Texto para revisar →
++++

Si Putin tiene que elegir entre Lukashenka y Bielorrusia, pocos dudan de que elegirá a Bielorrusia. No será problema encontrar otra
mano amiga con quien reemplazarle, y así además aprovechar para equilibrar la balanza (
se calcula que Rusia de facto subvenciona el 40% de los ingresos del presupuesto bielorruso). En este escenario cobra fuerza la idea de Babaryka como posible sucesor de Lukashenka. Antes de entrar en política, el filántropo dirigió Belgazprombank, subsidiario del ruso Gazprom, y se ha manifestado a favor de una unión económica más estrecha con Rusia. A su vez, no se ha mostrado muy ilusionado ante la idea de seguir el ejemplo ucraniano e ir acercándose a la UE. Si bien esto no lo convierte necesariamente en un
tapado del Kremlin, sí que le da las credenciales suficientes para
eventualmente ser apoyado por Moscú. Además, para buena parte de la sociedad bielorrusa Babaryka ya no sólo es un buen gestor, sino también un prisionero de conciencia, encarcelado por haberse enfrentado a Lukashenka. Sería un movimiento inteligente.
Por su parte, Josep Borrell
anunció este viernes que la UE "no acepta" los resultados de las elecciones comunicados por las autoridades bielorrusas y que comenzará a trabajar para "sancionar a los responsables de su falsificación y de la violencia". Estados Unidos ha dicho que tomará medidas, pero aún no ha especificado cuáles serán. La geopolítica va tan despacio como deprisa se han ido resquebrajando los cimientos de la dictadura de Lukashenka: policías locales diciendo que no atacarán a sus vecinos, soldados desertando y otros deponiendo sus escudos al paso de los manifestantes que llegaban este viernes a la sede del Gobierno en Minsk. Si bien no son mayoría, las imágenes de jóvenes abrazándose a ellos tienen un gran poder simbólico: hacen sentir al resto del pueblo bielorruso que esta vez, sí, hay esperanza.

++++

Datos proporcionados →
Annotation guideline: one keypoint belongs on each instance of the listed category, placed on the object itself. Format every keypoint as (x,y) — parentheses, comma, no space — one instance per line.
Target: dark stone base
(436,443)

++++

Preguntas de estudio →
a – Transcribe del texto sobre Bielorrusia todo lo que va desde "Por su parte, Josep" hasta "sí, hay esperanza.".
b – Continúa el texto sobre Bielorrusia a partir de su última oración.
Estos datos proceden de una fuente distinta.

Respuestas →
a –
Por su parte, Josep Borrell
anunció este viernes que la UE "no acepta" los resultados de las elecciones comunicados por las autoridades bielorrusas y que comenzará a trabajar para "sancionar a los responsables de su falsificación y de la violencia". Estados Unidos ha dicho que tomará medidas, pero aún no ha especificado cuáles serán. La geopolítica va tan despacio como deprisa se han ido resquebrajando los cimientos de la dictadura de Lukashenka: policías locales diciendo que no atacarán a sus vecinos, soldados desertando y otros deponiendo sus escudos al paso de los manifestantes que llegaban este viernes a la sede del Gobierno en Minsk. Si bien no son mayoría, las imágenes de jóvenes abrazándose a ellos tienen un gran poder simbólico: hacen sentir al resto del pueblo bielorruso que esta vez, sí, hay esperanza.

b –
En todo caso, aún existe la posibilidad de que Lukashenka recurra a una represión mayor que haga que todo lo logrado en las últimas semanas quede en una anécdota. Al fin y al cabo, es él quien sigue teniendo el control del aparato del Estado. Dependiendo del grado de brutalidad que elija y del aguante que tenga la sociedad civil, el régimen se mantendrá o no. Ambos factores, junto con posibles divisiones en la élite gobernante, serán determinantes a la hora de que finalmente haya o no el temido baño de sangre y/o una salida precipitada del presidente.
No hay que olvidar que la característica principal del autoritarismo de Lukashenka es su facilidad de adaptación a circunstancias cambiantes, como destaca el profesor Matthew Frear en su libro
Bielorrusia bajo Lukashenka: Autoritarismo adaptativo; gracias a ello ha podido sobrevivir 26 años. Como apunta también el analista Artsyom Shraybman, "
no parece que los manifestantes tengan un plan claro", alertando de que "cuando no hay plan, las protestas suelen acabar extinguiéndose".
Sin embargo, la profesora Olga Onuch
subraya que cuentan con muchos ingredientes para el éxito: ya no sólo protestan los
sospechosos habituales, sino la sociedad en su conjunto y de manera transversal; los ciudadanos se auto-organizan para llevar a cabo las acciones reivindicativas y éstas tienen lugar de manera descentralizada, lo que hace más difícil que sean reprimidas; e incluso quienes no protestan, ayudan a los que sí lo hacen. Como decían en Ucrania en 2004: "Puede que no estén aquí con nosotros, pero están con nosotros".
Lukashenka seguirá o no, pero los bielorrusos han decidido que sus 26 años de dictadura tolerada ya son historia.